CONSIGNES:
(a) D'après l'extrait sur la diplomatie suisse, de quelles villes faut-il lire les nouvelles pour se convaincre de l'impasse de cette diplomatie ?
(b) Reproduisez fidèlement le passage de l'extrait sur la diplomatie suisse qui va de « Une politique étrange… » à « gouvernail. Sans capitaine. ».

EXTRAIT CHOISI:

______

Une politique étrange…
L’incapacité – l’incompétence – de la direction du DFAE (ndlr : département fédéral des Affaires étrangères) à analyser les périls et les subtilités du monde de l’après-guerre froide commence à coûter très cher à la Suisse. Ses amis naturels – les Européens – n’ont plus aucune confiance en elle et se mettent même à la tancer et à la sermonner publiquement. Ses adversaires la regardent s’agiter d’un air goguenard en se réjouissant d’avance de ses maladresses. Quant à ceux qui pourraient l’aider, ils ont du mal à cacher leur agacement, car ils ne la comprennent plus. Bref, de plus en plus isolée, de moins en moins respectée, la diplomatie Suisse – ce qu’il en reste – tient à présent du bateau ivre. Sans gouvernail. Sans capitaine.
Face à un échec aussi cuisant, n’importe quel ministre aurait tiré de lui-même les leçons et… sa révérence… Pas Madame Calmy-Rey… Elle continue de sourire en nous susurrant que tout va bien…
Pourtant, il faudra bien penser à sauver le peu de crédibilité qu’il reste encore à ce malheureux DFAE. C’est même une urgence, car les dossiers s’accumulent, les imbroglios se multiplient, les pressions se font de plus en plus brutales et les incompréhensions de plus en plus dangereuses. Sur tous les fronts, et face à tous ses interlocuteurs, la diplomatie suisse est dans l’impasse. Pour s’en convaincre, il suffit de lire les nouvelles provenant de Bruxelles, Berlin, Washington ou Tripoli.
Jugeons-en…
Le malaise du fameux voyage en Iran…
Ignorant que le nom même de la Suisse évoquait (à l’époque du moins) une certaine idée de la tolérance et de la liberté, notre gentille ministre se rend donc à Téhéran en arborant sur le visage un joli sourire et sur la tête… un beau foulard…
Le hic, c’est que le foulard n’est pas en Iran un signe d’élégance et de féminité. Ce n’est pas un accessoire anodin. C’est un symbole lourd de sens et d’arrière-pensées politiques. Des centaines de femmes n’ont-elles pas payé de leur liberté – certaines de leur vie – leur refus de le porter ?

______

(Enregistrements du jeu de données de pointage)
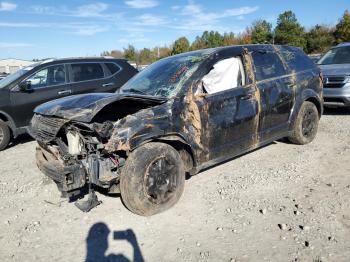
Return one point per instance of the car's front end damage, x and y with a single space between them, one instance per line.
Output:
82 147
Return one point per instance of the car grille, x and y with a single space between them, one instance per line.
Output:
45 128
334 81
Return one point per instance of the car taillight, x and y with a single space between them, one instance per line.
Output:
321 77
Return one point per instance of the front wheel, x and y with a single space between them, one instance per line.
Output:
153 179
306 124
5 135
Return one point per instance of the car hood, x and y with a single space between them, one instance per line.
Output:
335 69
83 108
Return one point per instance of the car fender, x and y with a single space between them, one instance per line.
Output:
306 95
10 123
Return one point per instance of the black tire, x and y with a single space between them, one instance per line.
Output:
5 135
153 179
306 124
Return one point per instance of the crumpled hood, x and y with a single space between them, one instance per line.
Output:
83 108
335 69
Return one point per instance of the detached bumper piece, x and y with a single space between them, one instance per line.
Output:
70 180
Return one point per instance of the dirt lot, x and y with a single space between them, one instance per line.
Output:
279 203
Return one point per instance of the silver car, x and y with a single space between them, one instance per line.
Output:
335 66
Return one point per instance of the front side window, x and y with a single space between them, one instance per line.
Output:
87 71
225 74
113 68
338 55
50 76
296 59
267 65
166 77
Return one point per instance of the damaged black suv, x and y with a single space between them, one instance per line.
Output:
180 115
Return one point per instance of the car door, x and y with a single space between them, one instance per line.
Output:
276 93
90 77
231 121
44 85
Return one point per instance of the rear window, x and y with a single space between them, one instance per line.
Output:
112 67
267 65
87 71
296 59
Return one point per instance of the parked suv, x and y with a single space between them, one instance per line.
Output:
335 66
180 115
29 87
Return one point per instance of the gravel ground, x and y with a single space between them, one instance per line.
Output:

______

RÉPONSES DÉTAILLÉES:
(a) De Bruxelles, Berlin, Washington ou Tripoli.

(b)
Une politique étrange…
L’incapacité – l’incompétence – de la direction du DFAE (ndlr : département fédéral des Affaires étrangères) à analyser les périls et les subtilités du monde de l’après-guerre froide commence à coûter très cher à la Suisse. Ses amis naturels – les Européens – n’ont plus aucune confiance en elle et se mettent même à la tancer et à la sermonner publiquement. Ses adversaires la regardent s’agiter d’un air goguenard en se réjouissant d’avance de ses maladresses. Quant à ceux qui pourraient l’aider, ils ont du mal à cacher leur agacement, car ils ne la comprennent plus. Bref, de plus en plus isolée, de moins en moins respectée, la diplomatie Suisse – ce qu’il en reste – tient à présent du bateau ivre. Sans gouvernail. Sans capitaine.